Dane wejściowe:
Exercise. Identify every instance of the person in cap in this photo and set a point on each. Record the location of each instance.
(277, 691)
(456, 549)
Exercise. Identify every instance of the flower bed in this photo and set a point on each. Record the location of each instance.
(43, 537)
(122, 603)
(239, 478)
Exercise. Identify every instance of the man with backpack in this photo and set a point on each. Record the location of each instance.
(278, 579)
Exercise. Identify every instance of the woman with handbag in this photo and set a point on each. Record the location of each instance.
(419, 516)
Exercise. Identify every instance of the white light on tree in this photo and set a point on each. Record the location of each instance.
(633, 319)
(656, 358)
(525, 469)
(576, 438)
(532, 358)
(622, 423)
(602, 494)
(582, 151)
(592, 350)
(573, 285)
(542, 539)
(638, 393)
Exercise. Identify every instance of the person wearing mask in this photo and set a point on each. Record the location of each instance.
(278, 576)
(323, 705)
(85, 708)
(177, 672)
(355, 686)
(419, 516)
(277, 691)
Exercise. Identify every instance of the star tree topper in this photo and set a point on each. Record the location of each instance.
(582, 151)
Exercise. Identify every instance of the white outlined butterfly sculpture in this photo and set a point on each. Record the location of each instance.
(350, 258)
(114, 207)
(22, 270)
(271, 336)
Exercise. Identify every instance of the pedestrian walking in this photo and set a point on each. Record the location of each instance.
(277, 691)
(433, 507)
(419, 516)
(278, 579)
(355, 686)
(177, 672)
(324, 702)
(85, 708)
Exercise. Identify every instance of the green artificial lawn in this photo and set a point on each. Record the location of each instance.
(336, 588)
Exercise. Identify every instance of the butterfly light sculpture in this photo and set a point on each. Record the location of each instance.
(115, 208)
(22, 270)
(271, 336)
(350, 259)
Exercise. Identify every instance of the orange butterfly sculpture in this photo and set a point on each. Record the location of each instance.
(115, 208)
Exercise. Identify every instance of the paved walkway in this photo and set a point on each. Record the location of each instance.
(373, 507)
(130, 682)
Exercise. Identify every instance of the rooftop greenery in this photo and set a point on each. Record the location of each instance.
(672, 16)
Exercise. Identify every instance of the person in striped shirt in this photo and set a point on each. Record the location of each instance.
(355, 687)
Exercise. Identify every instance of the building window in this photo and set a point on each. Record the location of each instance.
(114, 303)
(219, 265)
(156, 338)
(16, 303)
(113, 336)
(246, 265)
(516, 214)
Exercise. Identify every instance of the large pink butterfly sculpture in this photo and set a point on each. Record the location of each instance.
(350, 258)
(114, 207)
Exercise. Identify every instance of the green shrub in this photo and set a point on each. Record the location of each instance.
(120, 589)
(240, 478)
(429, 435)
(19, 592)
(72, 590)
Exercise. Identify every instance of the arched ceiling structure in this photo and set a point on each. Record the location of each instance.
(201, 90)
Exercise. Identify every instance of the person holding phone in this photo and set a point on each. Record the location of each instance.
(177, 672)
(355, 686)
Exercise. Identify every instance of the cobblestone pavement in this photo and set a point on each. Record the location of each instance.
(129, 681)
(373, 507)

Cel zadania:
Proszę przepisać powyższe wiersze jako plik CSV z kolumnami „tresc” i „wynik”. Każdy wiersz zaczynający się od „Exercise.” ma stanowić jeden rekord CSV: w kolumnie „tresc” ten wiersz, a w kolumnie „wynik” wszystkie następujące po nim wiersze ze współrzędnymi. Każde pole należy ująć w cudzysłów, a podziały wierszy zastąpić spacjami.

Oczekiwana odpowiedź:
tresc,wynik
"Exercise. Identify every instance of the person in cap in this photo and set a point on each. Record the location of each instance.","(277, 691) (456, 549)"
"Exercise. Identify every instance of the flower bed in this photo and set a point on each. Record the location of each instance.","(43, 537) (122, 603) (239, 478)"
"Exercise. Identify every instance of the man with backpack in this photo and set a point on each. Record the location of each instance.","(278, 579)"
"Exercise. Identify every instance of the woman with handbag in this photo and set a point on each. Record the location of each instance.","(419, 516)"
"Exercise. Identify every instance of the white light on tree in this photo and set a point on each. Record the location of each instance.","(633, 319) (656, 358) (525, 469) (576, 438) (532, 358) (622, 423) (602, 494) (582, 151) (592, 350) (573, 285) (542, 539) (638, 393)"
"Exercise. Identify every instance of the person wearing mask in this photo and set a point on each. Record the location of each instance.","(278, 576) (323, 705) (85, 708) (177, 672) (355, 686) (419, 516) (277, 691)"
"Exercise. Identify every instance of the star tree topper in this photo and set a point on each. Record the location of each instance.","(582, 151)"
"Exercise. Identify every instance of the white outlined butterfly sculpture in this photo and set a point on each. Record the location of each instance.","(350, 258) (114, 207) (22, 270) (271, 336)"
"Exercise. Identify every instance of the pedestrian walking in this photo and set a point on each. Record the location of each instance.","(277, 691) (433, 507) (419, 516) (278, 579) (355, 686) (177, 672) (324, 702) (85, 708)"
"Exercise. Identify every instance of the green artificial lawn in this photo and set a point on each. Record the location of each instance.","(336, 588)"
"Exercise. Identify every instance of the butterfly light sculpture in this photo and set a point on each. Record the location of each instance.","(115, 208) (22, 270) (271, 336) (350, 259)"
"Exercise. Identify every instance of the orange butterfly sculpture in this photo and set a point on each. Record the location of each instance.","(115, 208)"
"Exercise. Identify every instance of the paved walkway in this photo and set a point on each. Record the location of each instance.","(373, 507) (130, 682)"
"Exercise. Identify every instance of the rooftop greenery in this photo and set a point on each. Record the location of each instance.","(672, 16)"
"Exercise. Identify every instance of the person in striped shirt in this photo and set a point on each. Record the location of each instance.","(355, 687)"
"Exercise. Identify every instance of the building window in this photo and set a point on each. Record the location of each instance.","(114, 303) (219, 265) (156, 338) (16, 303) (113, 336) (246, 265) (516, 214)"
"Exercise. Identify every instance of the large pink butterfly sculpture in this photo and set a point on each. Record the location of each instance.","(350, 258) (114, 207)"
"Exercise. Identify every instance of the green shrub in this photo and set a point on each. Record the location of each instance.","(120, 589) (240, 478) (429, 435) (19, 592) (72, 590)"
"Exercise. Identify every instance of the arched ceiling structure in this photo and set a point on each. Record the location of each instance.","(201, 90)"
"Exercise. Identify every instance of the person holding phone in this photo and set a point on each. Record the location of each instance.","(177, 672) (355, 686)"
"Exercise. Identify every instance of the cobblestone pavement in this photo and set a point on each. Record the location of each instance.","(129, 681) (373, 507)"